Stored entries
________
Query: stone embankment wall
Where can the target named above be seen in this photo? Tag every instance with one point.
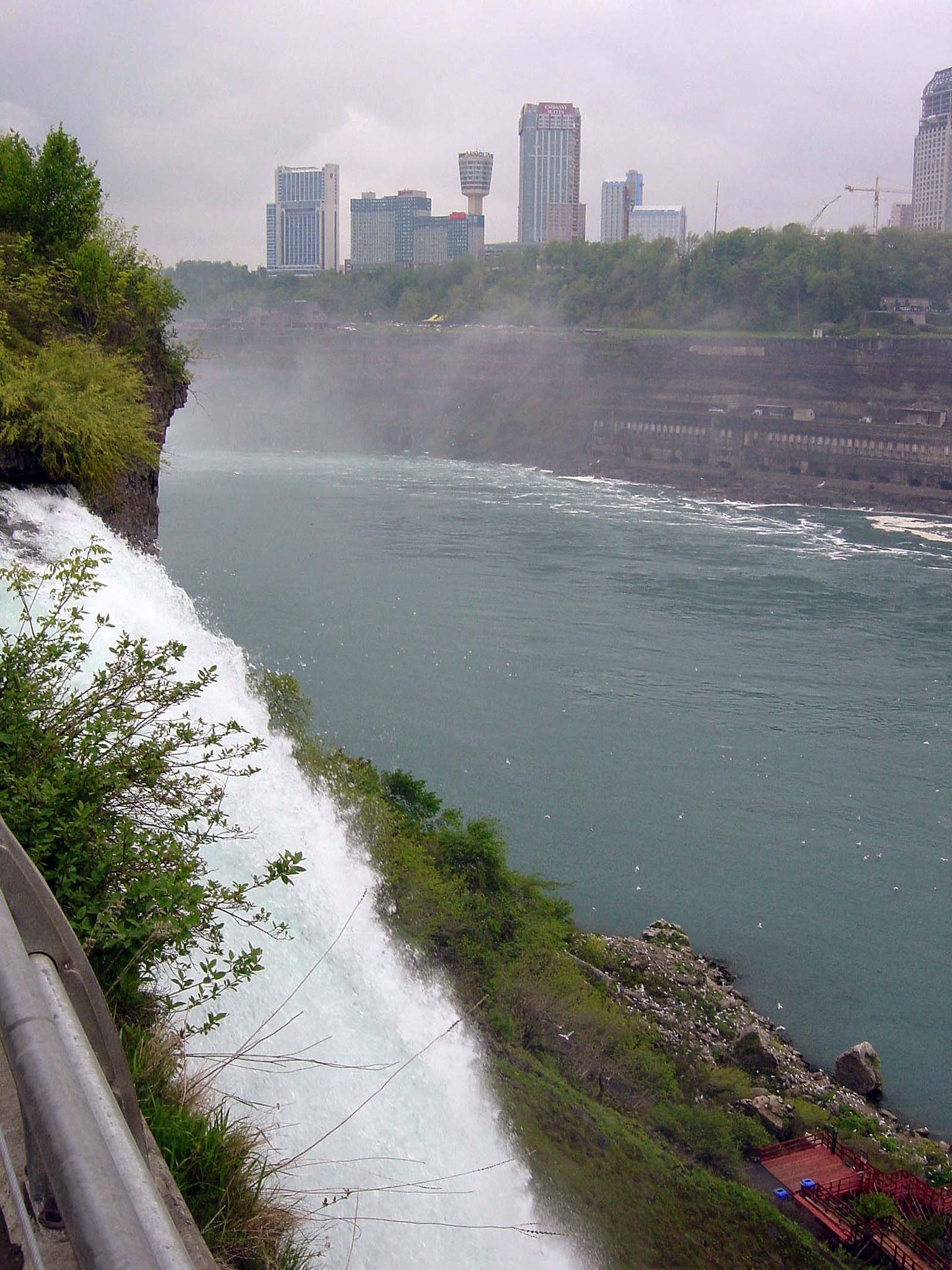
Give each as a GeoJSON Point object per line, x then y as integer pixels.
{"type": "Point", "coordinates": [707, 414]}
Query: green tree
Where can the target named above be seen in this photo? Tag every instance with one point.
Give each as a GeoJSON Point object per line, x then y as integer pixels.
{"type": "Point", "coordinates": [113, 786]}
{"type": "Point", "coordinates": [77, 411]}
{"type": "Point", "coordinates": [48, 192]}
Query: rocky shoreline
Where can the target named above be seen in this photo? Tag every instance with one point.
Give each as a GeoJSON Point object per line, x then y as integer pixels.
{"type": "Point", "coordinates": [692, 1003]}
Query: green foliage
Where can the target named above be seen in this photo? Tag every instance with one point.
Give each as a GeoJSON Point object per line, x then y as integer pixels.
{"type": "Point", "coordinates": [48, 192]}
{"type": "Point", "coordinates": [74, 288]}
{"type": "Point", "coordinates": [79, 412]}
{"type": "Point", "coordinates": [416, 803]}
{"type": "Point", "coordinates": [710, 1135]}
{"type": "Point", "coordinates": [874, 1206]}
{"type": "Point", "coordinates": [615, 1124]}
{"type": "Point", "coordinates": [220, 1163]}
{"type": "Point", "coordinates": [762, 280]}
{"type": "Point", "coordinates": [115, 788]}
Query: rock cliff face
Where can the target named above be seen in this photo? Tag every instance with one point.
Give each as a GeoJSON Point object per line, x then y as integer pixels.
{"type": "Point", "coordinates": [131, 507]}
{"type": "Point", "coordinates": [828, 420]}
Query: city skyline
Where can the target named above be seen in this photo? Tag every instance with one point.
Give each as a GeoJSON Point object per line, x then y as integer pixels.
{"type": "Point", "coordinates": [302, 225]}
{"type": "Point", "coordinates": [932, 162]}
{"type": "Point", "coordinates": [550, 166]}
{"type": "Point", "coordinates": [187, 133]}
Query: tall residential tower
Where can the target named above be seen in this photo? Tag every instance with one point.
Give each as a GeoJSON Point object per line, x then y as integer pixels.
{"type": "Point", "coordinates": [619, 197]}
{"type": "Point", "coordinates": [302, 223]}
{"type": "Point", "coordinates": [932, 164]}
{"type": "Point", "coordinates": [550, 154]}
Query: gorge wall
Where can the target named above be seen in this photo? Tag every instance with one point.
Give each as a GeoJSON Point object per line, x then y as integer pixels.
{"type": "Point", "coordinates": [827, 420]}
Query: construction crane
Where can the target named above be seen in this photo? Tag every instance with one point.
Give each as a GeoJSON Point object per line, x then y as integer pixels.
{"type": "Point", "coordinates": [876, 190]}
{"type": "Point", "coordinates": [828, 203]}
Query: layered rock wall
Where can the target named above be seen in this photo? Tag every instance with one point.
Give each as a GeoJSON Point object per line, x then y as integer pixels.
{"type": "Point", "coordinates": [827, 420]}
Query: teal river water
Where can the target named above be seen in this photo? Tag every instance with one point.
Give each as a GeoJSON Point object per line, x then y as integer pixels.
{"type": "Point", "coordinates": [734, 718]}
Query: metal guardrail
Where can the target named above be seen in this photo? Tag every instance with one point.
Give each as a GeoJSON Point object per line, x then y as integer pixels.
{"type": "Point", "coordinates": [86, 1137]}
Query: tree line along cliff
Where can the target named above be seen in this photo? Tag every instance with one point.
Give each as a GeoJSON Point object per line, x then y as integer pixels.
{"type": "Point", "coordinates": [863, 420]}
{"type": "Point", "coordinates": [90, 371]}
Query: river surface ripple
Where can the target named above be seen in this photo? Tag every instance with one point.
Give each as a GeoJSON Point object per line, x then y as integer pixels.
{"type": "Point", "coordinates": [749, 704]}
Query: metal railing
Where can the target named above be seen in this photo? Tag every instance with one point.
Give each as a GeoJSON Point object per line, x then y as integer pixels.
{"type": "Point", "coordinates": [86, 1141]}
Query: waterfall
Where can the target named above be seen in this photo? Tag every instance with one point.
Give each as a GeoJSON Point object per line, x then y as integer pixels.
{"type": "Point", "coordinates": [425, 1163]}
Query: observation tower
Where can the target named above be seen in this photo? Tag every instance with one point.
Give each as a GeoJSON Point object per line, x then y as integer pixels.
{"type": "Point", "coordinates": [475, 177]}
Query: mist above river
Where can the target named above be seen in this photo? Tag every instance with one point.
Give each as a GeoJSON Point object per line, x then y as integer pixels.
{"type": "Point", "coordinates": [749, 705]}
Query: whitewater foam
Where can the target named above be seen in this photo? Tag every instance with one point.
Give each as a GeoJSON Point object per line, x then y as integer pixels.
{"type": "Point", "coordinates": [420, 1171]}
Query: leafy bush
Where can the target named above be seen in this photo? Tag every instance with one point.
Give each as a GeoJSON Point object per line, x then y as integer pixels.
{"type": "Point", "coordinates": [874, 1206]}
{"type": "Point", "coordinates": [77, 411]}
{"type": "Point", "coordinates": [50, 191]}
{"type": "Point", "coordinates": [113, 788]}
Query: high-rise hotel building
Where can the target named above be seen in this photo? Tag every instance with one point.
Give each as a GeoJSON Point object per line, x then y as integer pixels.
{"type": "Point", "coordinates": [619, 197]}
{"type": "Point", "coordinates": [550, 154]}
{"type": "Point", "coordinates": [932, 163]}
{"type": "Point", "coordinates": [304, 221]}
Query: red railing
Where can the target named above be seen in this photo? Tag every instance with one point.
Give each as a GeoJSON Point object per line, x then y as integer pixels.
{"type": "Point", "coordinates": [901, 1184]}
{"type": "Point", "coordinates": [891, 1236]}
{"type": "Point", "coordinates": [786, 1148]}
{"type": "Point", "coordinates": [903, 1246]}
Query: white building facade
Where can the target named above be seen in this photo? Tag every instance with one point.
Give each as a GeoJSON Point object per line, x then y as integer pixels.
{"type": "Point", "coordinates": [650, 224]}
{"type": "Point", "coordinates": [302, 225]}
{"type": "Point", "coordinates": [617, 200]}
{"type": "Point", "coordinates": [550, 158]}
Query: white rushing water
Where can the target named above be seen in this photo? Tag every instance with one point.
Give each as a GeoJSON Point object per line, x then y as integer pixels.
{"type": "Point", "coordinates": [427, 1162]}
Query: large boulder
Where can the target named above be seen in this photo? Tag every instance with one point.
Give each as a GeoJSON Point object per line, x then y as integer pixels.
{"type": "Point", "coordinates": [754, 1052]}
{"type": "Point", "coordinates": [858, 1068]}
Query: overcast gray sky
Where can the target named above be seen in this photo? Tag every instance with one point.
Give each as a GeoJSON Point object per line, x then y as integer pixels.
{"type": "Point", "coordinates": [188, 107]}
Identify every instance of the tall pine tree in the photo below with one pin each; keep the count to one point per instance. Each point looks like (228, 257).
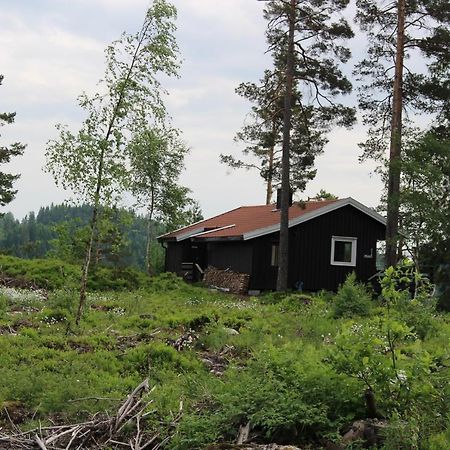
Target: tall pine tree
(399, 32)
(306, 39)
(7, 191)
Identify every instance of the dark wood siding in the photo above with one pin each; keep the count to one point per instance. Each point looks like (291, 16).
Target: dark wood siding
(264, 276)
(236, 256)
(176, 253)
(310, 251)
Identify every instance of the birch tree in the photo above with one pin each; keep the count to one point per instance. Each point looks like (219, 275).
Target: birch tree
(156, 161)
(92, 162)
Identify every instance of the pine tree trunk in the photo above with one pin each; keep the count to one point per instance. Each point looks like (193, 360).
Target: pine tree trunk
(148, 256)
(283, 263)
(393, 197)
(269, 190)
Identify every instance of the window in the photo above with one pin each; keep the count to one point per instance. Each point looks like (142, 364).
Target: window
(343, 251)
(274, 257)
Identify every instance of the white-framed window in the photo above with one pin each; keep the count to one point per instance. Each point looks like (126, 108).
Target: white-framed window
(343, 251)
(274, 255)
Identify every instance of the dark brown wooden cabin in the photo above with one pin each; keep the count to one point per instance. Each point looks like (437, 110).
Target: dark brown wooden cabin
(327, 241)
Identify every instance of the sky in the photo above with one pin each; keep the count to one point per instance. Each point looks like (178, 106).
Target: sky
(53, 50)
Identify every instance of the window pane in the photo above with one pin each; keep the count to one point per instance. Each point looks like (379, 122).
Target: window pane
(342, 251)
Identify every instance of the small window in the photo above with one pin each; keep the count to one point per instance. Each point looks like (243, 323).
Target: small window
(343, 251)
(274, 257)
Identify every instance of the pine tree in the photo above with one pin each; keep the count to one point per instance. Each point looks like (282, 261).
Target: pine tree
(398, 32)
(7, 191)
(305, 40)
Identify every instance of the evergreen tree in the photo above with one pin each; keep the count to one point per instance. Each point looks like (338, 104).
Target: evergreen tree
(7, 191)
(399, 32)
(263, 135)
(305, 39)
________
WHAT YOU HAVE TO DO:
Using the records above, count the lines containing "wall". Give no words besides the number.

ANSWER FOR THIS EXERCISE:
3